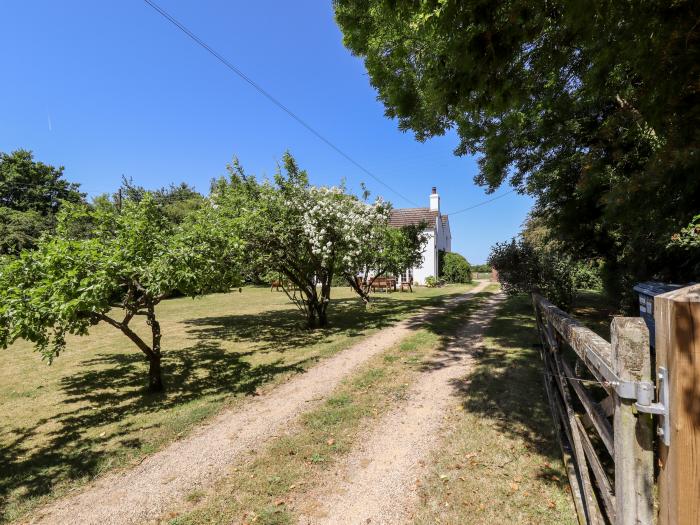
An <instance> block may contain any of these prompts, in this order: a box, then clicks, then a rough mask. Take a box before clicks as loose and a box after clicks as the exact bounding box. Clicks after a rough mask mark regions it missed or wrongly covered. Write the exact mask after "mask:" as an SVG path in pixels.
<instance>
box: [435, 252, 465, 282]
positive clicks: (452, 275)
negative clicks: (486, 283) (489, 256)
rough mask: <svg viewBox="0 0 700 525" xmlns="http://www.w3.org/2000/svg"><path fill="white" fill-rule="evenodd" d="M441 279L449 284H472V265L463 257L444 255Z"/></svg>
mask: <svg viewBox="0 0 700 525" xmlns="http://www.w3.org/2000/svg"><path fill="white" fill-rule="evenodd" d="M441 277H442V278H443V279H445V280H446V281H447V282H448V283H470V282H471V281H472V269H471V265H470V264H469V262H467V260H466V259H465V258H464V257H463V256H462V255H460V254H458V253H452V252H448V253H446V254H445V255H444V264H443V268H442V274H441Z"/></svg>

= = =

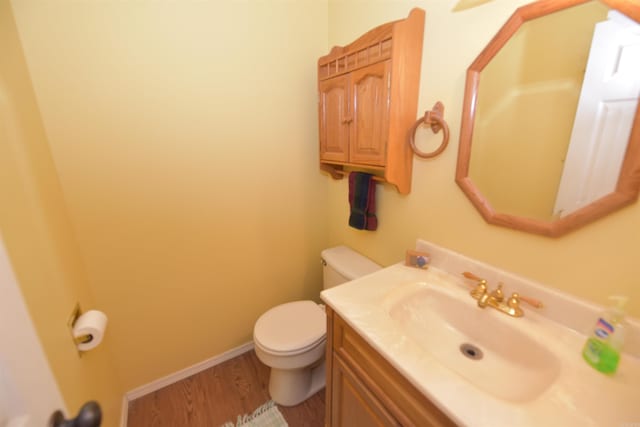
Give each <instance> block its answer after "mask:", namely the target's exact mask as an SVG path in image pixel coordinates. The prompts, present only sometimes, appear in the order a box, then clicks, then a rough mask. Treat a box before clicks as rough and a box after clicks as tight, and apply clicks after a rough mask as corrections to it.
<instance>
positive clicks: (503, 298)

= = =

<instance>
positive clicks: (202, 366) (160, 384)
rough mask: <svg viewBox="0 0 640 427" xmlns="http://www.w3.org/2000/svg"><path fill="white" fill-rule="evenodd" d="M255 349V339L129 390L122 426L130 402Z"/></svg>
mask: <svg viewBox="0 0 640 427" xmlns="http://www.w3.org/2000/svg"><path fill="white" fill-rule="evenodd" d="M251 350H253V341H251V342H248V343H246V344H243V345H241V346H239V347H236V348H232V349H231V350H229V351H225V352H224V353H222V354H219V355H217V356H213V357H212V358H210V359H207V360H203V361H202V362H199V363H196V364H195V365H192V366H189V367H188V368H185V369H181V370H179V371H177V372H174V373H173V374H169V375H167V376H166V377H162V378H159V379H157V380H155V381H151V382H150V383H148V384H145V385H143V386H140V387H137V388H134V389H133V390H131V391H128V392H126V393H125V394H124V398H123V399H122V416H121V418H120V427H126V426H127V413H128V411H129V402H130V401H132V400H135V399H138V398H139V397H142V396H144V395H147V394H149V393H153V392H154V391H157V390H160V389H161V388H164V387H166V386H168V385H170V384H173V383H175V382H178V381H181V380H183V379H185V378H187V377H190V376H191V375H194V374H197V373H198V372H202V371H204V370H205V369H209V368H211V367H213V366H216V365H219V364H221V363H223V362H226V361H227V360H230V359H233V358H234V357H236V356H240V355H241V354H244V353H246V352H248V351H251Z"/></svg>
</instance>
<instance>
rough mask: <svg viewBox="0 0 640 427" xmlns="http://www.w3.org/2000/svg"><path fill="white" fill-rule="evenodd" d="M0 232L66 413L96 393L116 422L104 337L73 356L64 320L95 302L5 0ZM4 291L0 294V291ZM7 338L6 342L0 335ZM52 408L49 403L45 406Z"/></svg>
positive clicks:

= = =

- YOUR OBJECTIVE
Can you repeat, character for character, the data between the lines holding "An <instance> block" and "279L449 284H472V265L463 257L444", inclusive?

- ANSWER FOR THIS EXERCISE
An <instance> block may contain any of these prompts, in this order: a box, then clicks, then a rough mask. Take a box before clicks as loose and a box after clicks as the exact bounding box. Clicks after a rough mask mark regions it missed or wrongly covered. Write the exact mask after "mask:" as an SVG path in pixels.
<instance>
box: [435, 252, 465, 282]
positive clicks: (452, 275)
negative clicks: (486, 283) (489, 256)
rough mask: <svg viewBox="0 0 700 525" xmlns="http://www.w3.org/2000/svg"><path fill="white" fill-rule="evenodd" d="M441 279L449 284H472V265L463 257L444 255Z"/></svg>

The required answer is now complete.